— Start of EXERCISE MATERIAL —
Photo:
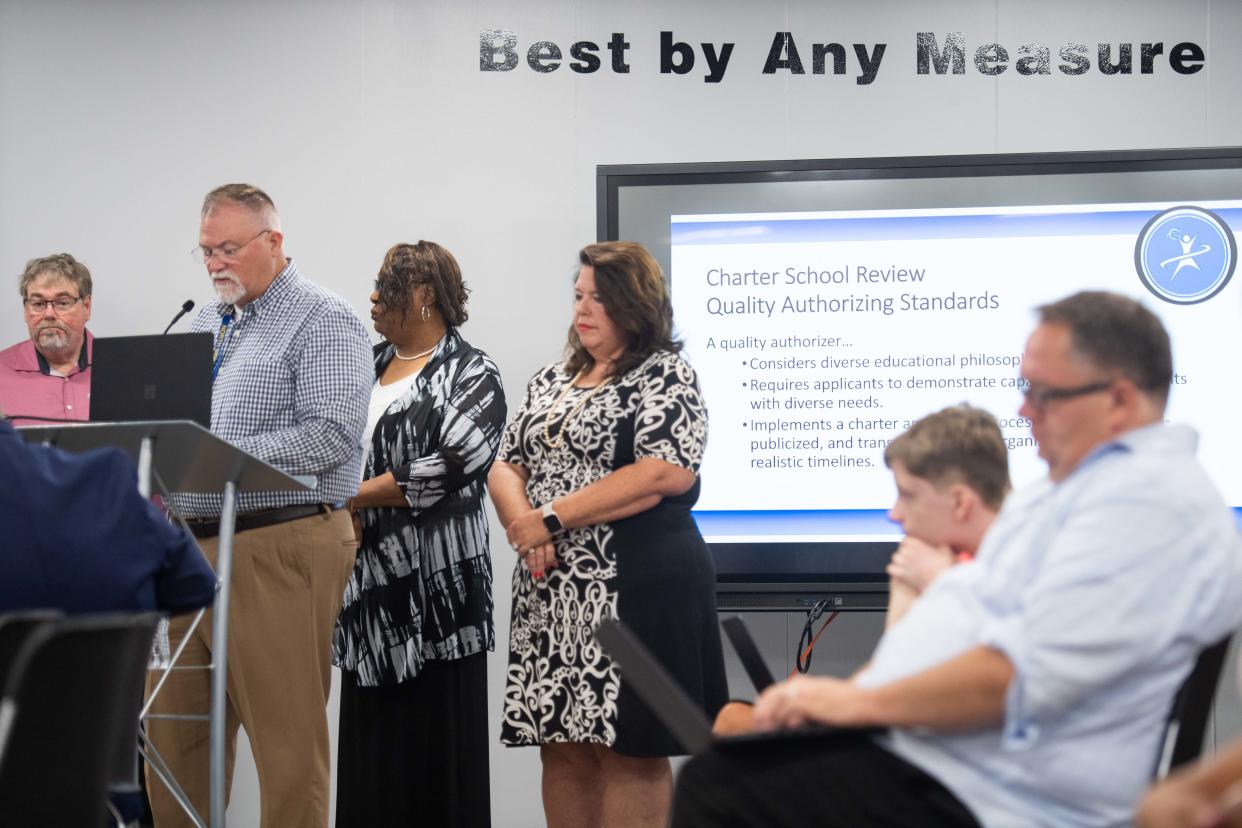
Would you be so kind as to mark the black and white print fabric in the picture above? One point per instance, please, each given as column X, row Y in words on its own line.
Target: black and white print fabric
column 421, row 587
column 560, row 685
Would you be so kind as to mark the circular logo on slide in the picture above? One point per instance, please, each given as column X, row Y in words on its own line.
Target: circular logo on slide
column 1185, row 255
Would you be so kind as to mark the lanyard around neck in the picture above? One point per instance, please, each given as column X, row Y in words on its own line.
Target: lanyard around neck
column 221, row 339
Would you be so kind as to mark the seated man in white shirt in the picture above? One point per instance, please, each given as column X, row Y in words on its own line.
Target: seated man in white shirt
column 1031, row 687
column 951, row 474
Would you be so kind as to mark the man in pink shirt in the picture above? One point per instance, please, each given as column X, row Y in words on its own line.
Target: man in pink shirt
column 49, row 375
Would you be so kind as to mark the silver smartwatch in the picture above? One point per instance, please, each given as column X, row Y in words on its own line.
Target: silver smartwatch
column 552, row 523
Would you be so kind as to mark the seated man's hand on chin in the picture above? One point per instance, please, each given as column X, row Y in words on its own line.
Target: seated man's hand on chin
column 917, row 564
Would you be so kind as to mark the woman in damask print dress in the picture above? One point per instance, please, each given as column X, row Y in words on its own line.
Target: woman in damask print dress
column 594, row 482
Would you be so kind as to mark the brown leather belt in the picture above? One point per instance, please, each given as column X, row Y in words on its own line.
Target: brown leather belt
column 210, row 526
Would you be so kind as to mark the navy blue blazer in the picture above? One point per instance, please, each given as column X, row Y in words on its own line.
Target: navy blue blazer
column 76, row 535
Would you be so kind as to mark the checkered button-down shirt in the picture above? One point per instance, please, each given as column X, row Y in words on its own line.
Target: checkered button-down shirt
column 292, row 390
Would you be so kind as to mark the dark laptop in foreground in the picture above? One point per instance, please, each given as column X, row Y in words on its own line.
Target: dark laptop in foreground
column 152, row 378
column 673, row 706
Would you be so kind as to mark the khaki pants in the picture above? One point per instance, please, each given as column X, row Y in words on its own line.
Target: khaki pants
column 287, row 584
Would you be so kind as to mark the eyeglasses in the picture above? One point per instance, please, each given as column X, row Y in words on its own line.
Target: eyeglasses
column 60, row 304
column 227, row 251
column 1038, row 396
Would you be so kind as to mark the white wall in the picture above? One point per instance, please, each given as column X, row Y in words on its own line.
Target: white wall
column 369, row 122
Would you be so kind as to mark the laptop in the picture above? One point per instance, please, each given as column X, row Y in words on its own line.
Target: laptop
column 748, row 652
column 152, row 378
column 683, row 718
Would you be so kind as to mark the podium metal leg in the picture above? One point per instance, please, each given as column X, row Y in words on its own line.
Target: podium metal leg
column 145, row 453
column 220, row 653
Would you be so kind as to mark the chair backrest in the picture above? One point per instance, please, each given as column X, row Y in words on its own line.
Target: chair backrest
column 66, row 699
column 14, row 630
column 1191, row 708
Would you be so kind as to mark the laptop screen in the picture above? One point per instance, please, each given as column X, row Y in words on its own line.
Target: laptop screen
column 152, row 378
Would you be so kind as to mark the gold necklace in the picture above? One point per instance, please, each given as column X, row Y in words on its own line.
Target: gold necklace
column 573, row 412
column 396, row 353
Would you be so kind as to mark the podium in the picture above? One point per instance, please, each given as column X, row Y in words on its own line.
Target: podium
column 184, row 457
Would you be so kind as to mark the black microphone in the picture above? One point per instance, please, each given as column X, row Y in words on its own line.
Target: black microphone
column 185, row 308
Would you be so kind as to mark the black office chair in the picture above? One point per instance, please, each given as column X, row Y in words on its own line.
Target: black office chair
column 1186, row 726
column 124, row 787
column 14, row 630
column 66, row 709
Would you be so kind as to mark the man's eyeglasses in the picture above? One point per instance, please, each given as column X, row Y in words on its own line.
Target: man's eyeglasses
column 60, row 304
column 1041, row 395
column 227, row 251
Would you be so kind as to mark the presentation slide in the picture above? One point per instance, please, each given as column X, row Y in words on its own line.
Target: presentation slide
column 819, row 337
— End of EXERCISE MATERIAL —
▸ **PROBLEM DETAILS**:
Print all of the material above again, word for word, and leave out the pictures.

▸ **TASK RESPONSE**:
Photo:
Would you be so kind as to mark the black and white print fabric in the picture above? One point per instance, please, each given as column X, row Y in words on its own line.
Target: black and white print fabric
column 421, row 587
column 560, row 685
Would you be so kind as to mark the circular logo on slide in the picture above? One point per instance, please, each given as column X, row Y in words on its own line.
Target: circular logo on slide
column 1185, row 255
Would you be so kind as to mark the lanyard around neck in the picture above? One point per instance, please, each given as column X, row Y in words on its own line.
Target: lanyard around neck
column 221, row 339
Would you be so kind as to mark the seated man in white shirt in the picture above? One point per instance, please, each given as column X, row Y in words on its own line.
Target: seated man in white shirt
column 1031, row 687
column 951, row 474
Would you be so kind as to mark the man in pink shirt in the picture above? One point per instance, please, each given as column X, row Y in words on its own line.
Target: man in pink shirt
column 49, row 375
Would you be so kind as to mark the silver smartwatch in the picture above? One point per instance, please, each given as column X, row Y in words on its own line.
Target: silver smartwatch
column 552, row 523
Would you be so kind as to mark the seated man's hand on chin in the picture above? One point per instance, please, each given as column X, row Y in words on its own line.
Target: seated man's hand on chin
column 917, row 564
Would you be so kind as to mark the woman in damask print dress in the picture above? One point per instance, please, each given as column X, row Y in words on its own line.
Target: woman in damask print dress
column 594, row 482
Would you be so kind as to mark the brown leather belt in the picture above? One point per instance, please, each given as column X, row Y in words on its own line.
Target: brown leather belt
column 210, row 526
Would you be so kind as to mark the navy blue blazer in the picture above? One point per instance, please, each given as column X, row Y in words on its own line.
Target: navy blue blazer
column 76, row 535
Would you be so kind as to mark the checkered button-down shirt in the picture above? One point per instance, please, each given as column X, row Y in words on its own line.
Target: checkered button-down shirt
column 292, row 390
Would you be so kind as to mark the dark laptop in foreground in the picture above? One point per instance, please, each given as column X, row Y in words on its own line.
Target: dark laptop in foreground
column 152, row 378
column 673, row 706
Would you be so kind as to mark the khaki pants in the picture above? One point per instance, please, each given as column X, row Y in words on its own line.
Target: khaki pants
column 287, row 584
Would you be so kind as to mark the eyeglasses in the picture above? One point per instance, please, each given as column X, row Y in words on its own line.
Target: eyeglasses
column 60, row 304
column 227, row 251
column 1038, row 396
Would you be so kind as to mark the white wall in the picture above? One point per instance, please, each given as column X, row Y in words on its own line.
Target: white wall
column 369, row 122
Would you be so kind as to mark the laptop in the picture above? One point per instance, please, each given as column X, row Y in words on its own line.
Target: laptop
column 748, row 652
column 152, row 378
column 683, row 718
Would you be so kind as to mark the podium metal leg in the picture above? One point per instance, please, each given as column X, row Y in words on its own line.
Target: podium metal leg
column 145, row 453
column 220, row 653
Would you be so kind as to mark the chair backrest in the picture above? One point per instance, please, each given as column X, row Y in words on its own line.
Target: chair backrest
column 66, row 699
column 14, row 630
column 1191, row 708
Would you be so kind as to mark the laptop screen in the picture above? One point per instance, please, each given as column X, row Y in words on its own line.
Target: laptop screen
column 152, row 378
Would you be so kind as to mark the gold necklace in the picture above? One point per instance, please, each given as column X, row Y in words on its own line.
Target: gold necklace
column 573, row 412
column 396, row 353
Would you be so kind as to mark the podium in the picture above? One point per instance, please, each given as column X, row Y in words on its own line.
Target: podium
column 184, row 457
Would you be so kind as to mark the black microphone in the picture above? One point per instance, please, each given as column X, row Y in words on its own line.
Target: black microphone
column 185, row 308
Would you be so kind as to mark the black office chair in the picture above? One point per instance, please, each given as column X, row Y in words on its own line.
Target: black office chair
column 1186, row 726
column 124, row 787
column 14, row 630
column 66, row 709
Would you be so kind as to mark the man's eyeglasses in the picture above? One point per instance, please, each given as column X, row Y in words on its own line.
Target: man's eyeglasses
column 60, row 304
column 1041, row 395
column 227, row 251
Would you be so kind as to mark the presentation slide in the picture above? One point per instance, please, each given as column X, row Y in words on its own line.
Target: presentation slide
column 819, row 337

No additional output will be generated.